Required tasks:
(A) Answer these questions from the forum post about Sound Blaster cards:
(i) What model number is given for the Sound Blaster AWE32 tried first?
(ii) What chip does the version of the Sound Blaster 16 Vibra tried second come with?
(iii) What does the post say the second card basically sounds like?
(B) Pick out every line in the rows that contains the string "hands". Case counts.

Document:
My journey to a bearable Sound Blaster 16 model

Discussion about old sound cards, MIDI devices and sound related accessories.

My journey to a bearable Sound Blaster 16 model

Postby Burrito78 » 2018-5-16 @ 12:28

Prelude: Yes, it has to be a Sound Blaster 16 or "better" ISA card for me.

First try: Sound Blaster AWE32 (CT3980)
They said it had practically no HNB. It has the HNB, but it does happen rarely. Its still a no-go, sorry.
The card has very light filtering, its tuned for a flat frequency response (because its a workhorse for a digital audio workstation / tools for musicians and music creation).
Therefore its not suited for DOS gaming. Too bright sounding, too many artifacts from the FM synthesis and clicks & pops are pronounced. Old DOS games were made for old soundcards, therefore have little bass. On this card they have none.
The card measures flat in Windows 95 so it had no problems with ageing components, btw.
Also FM synthesis (the OPL3) is too quiet in relation to PCM sounds. The wavetable has no bass too on this board.
All in all - no fun is to be had with this card. I have to assume all AWE32 are like that.

Second card "DMA clicking b-gone?": Sound Blaster 16 Vibra (CT2940 version with OPL3 chip)
This card sound awesome! Deep bass, clear highs. No noise at all. Like a breath of fresh air. It sounds too good. DMA clicking is absent or very, very low but accentuated by the analytical nature of this card. You will hear every little OPL3 artifact with this one. Its sounds basically like Dosbox. Therefore its not a real retro soundcard.

Provided records:
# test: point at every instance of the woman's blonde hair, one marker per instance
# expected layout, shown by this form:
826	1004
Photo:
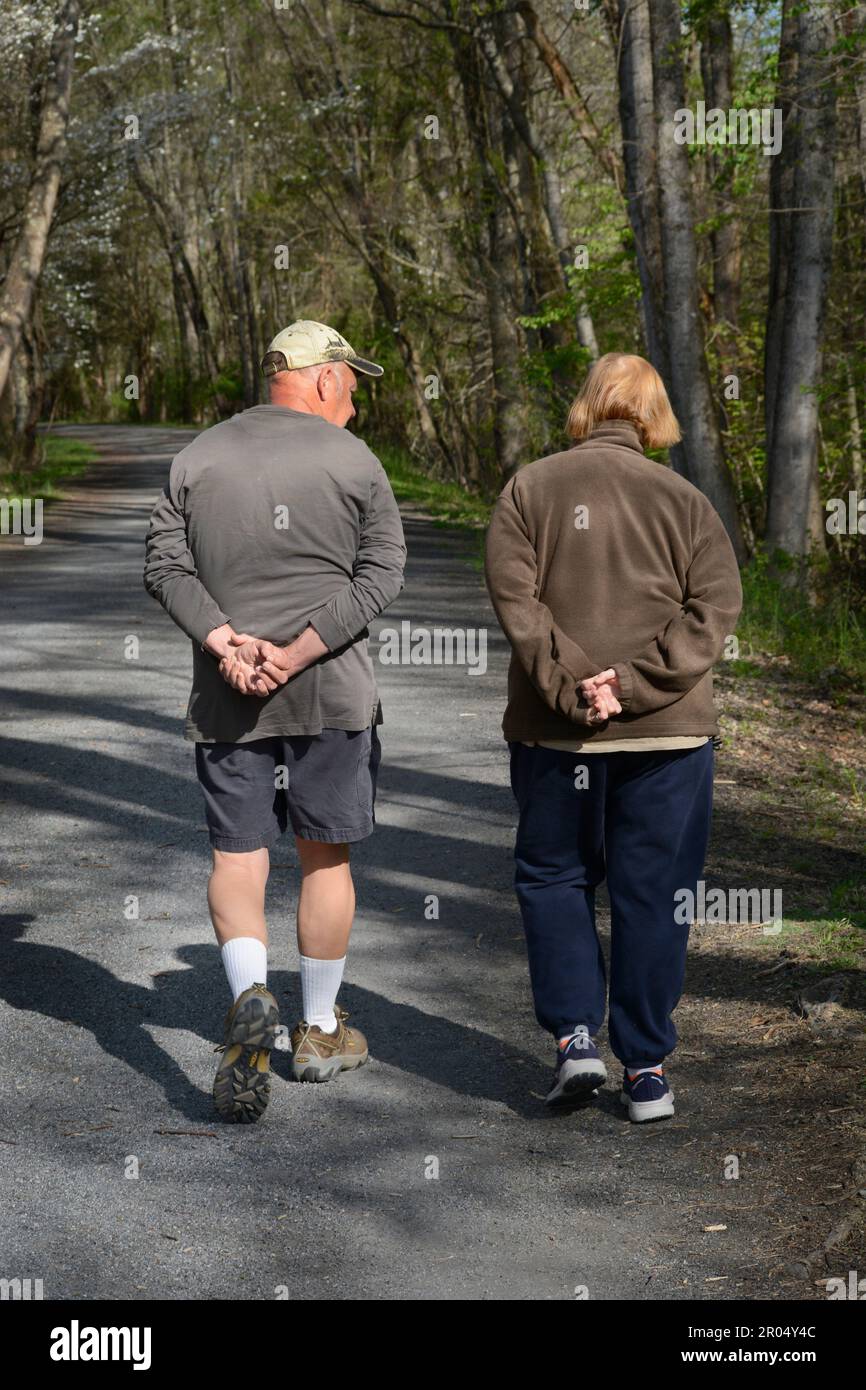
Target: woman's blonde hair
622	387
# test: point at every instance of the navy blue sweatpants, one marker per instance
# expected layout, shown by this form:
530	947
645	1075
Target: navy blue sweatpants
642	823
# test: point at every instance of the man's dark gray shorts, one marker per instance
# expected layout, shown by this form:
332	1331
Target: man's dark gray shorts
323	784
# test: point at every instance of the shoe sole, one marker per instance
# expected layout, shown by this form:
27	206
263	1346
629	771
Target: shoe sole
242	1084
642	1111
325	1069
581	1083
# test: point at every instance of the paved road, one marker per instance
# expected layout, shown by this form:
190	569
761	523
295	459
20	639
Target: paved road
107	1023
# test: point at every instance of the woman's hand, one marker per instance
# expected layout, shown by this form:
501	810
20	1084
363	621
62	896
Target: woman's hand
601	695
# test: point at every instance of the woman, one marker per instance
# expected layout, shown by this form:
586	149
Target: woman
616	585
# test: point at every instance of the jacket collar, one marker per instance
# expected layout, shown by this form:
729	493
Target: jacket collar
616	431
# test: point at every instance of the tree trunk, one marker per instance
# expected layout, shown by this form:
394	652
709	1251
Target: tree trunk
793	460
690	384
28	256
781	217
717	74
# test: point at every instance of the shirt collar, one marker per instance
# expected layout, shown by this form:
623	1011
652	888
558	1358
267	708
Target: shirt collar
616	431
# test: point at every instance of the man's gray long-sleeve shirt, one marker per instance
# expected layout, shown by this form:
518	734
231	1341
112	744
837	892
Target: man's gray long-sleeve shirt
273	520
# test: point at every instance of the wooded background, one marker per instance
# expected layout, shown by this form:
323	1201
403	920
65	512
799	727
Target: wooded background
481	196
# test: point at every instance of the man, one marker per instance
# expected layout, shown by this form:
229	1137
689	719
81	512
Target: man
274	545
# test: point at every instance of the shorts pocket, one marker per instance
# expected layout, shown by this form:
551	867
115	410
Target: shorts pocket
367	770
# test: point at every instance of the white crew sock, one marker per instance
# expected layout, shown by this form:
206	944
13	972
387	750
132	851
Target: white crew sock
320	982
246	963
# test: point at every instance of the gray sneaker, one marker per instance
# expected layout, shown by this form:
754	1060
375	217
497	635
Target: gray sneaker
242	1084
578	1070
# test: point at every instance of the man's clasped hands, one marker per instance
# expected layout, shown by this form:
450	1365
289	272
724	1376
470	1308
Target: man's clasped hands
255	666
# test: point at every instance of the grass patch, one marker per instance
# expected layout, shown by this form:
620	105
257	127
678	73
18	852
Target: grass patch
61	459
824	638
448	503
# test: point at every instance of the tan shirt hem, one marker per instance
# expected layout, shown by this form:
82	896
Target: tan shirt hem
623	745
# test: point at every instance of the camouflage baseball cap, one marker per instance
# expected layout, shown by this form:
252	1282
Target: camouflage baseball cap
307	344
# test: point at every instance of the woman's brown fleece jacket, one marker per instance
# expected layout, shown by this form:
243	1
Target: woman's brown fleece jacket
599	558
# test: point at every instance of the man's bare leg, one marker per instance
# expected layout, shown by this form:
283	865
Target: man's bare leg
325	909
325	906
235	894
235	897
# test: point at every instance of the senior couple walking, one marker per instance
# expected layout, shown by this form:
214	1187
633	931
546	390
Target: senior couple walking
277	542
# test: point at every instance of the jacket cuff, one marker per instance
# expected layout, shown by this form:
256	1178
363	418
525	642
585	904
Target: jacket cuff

Answers below:
(A)
(i) CT3980
(ii) An OPL3 chip
(iii) Dosbox

(B)
# test: point at every instance of the man's clasped hands, one marker per instance
Target: man's clasped hands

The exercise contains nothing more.